[Records for the exercise]:
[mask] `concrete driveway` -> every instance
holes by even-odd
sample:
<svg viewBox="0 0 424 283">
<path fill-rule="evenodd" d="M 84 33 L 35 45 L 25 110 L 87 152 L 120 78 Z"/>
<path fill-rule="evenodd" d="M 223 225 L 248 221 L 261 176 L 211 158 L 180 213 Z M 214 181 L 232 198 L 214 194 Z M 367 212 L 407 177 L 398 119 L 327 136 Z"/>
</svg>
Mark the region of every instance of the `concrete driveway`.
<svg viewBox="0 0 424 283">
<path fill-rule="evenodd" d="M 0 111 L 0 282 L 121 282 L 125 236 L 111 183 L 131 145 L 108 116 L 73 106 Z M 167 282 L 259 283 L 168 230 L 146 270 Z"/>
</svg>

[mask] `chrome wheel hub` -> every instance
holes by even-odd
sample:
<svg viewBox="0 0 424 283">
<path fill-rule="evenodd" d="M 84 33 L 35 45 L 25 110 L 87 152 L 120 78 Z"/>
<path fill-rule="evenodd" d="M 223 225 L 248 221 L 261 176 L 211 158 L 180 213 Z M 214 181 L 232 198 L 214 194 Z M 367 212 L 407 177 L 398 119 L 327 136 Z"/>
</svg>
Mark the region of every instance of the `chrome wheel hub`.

[To be done]: Render the lines above as a numbered list, skipping any blank lines.

[Completed task]:
1. [mask] `concrete driveway` -> every instance
2. holes by even-odd
3. sample:
4. <svg viewBox="0 0 424 283">
5. <path fill-rule="evenodd" d="M 84 33 L 35 45 L 25 110 L 87 152 L 120 78 Z"/>
6. <path fill-rule="evenodd" d="M 223 225 L 248 221 L 261 176 L 211 158 L 180 213 Z M 214 181 L 232 198 L 214 194 Z M 367 212 L 407 177 L 398 119 L 327 136 Z"/>
7. </svg>
8. Mark the region of every instance of the `concrete driveway`.
9. <svg viewBox="0 0 424 283">
10. <path fill-rule="evenodd" d="M 0 111 L 0 282 L 121 282 L 125 236 L 111 183 L 131 145 L 108 116 L 73 106 Z M 167 282 L 259 283 L 168 230 L 146 270 Z"/>
11. </svg>
12. [mask] `chrome wheel hub` -> every instance
13. holes by even-odd
14. sample:
15. <svg viewBox="0 0 424 283">
16. <path fill-rule="evenodd" d="M 84 33 L 35 45 L 25 110 L 87 152 L 120 78 Z"/>
17. <path fill-rule="evenodd" d="M 223 225 L 248 221 L 261 176 L 211 158 L 180 213 Z M 214 181 L 232 198 L 214 194 Z M 367 212 L 407 177 L 398 119 L 327 136 Z"/>
18. </svg>
19. Mark the region of every instance of the `chrome wheel hub`.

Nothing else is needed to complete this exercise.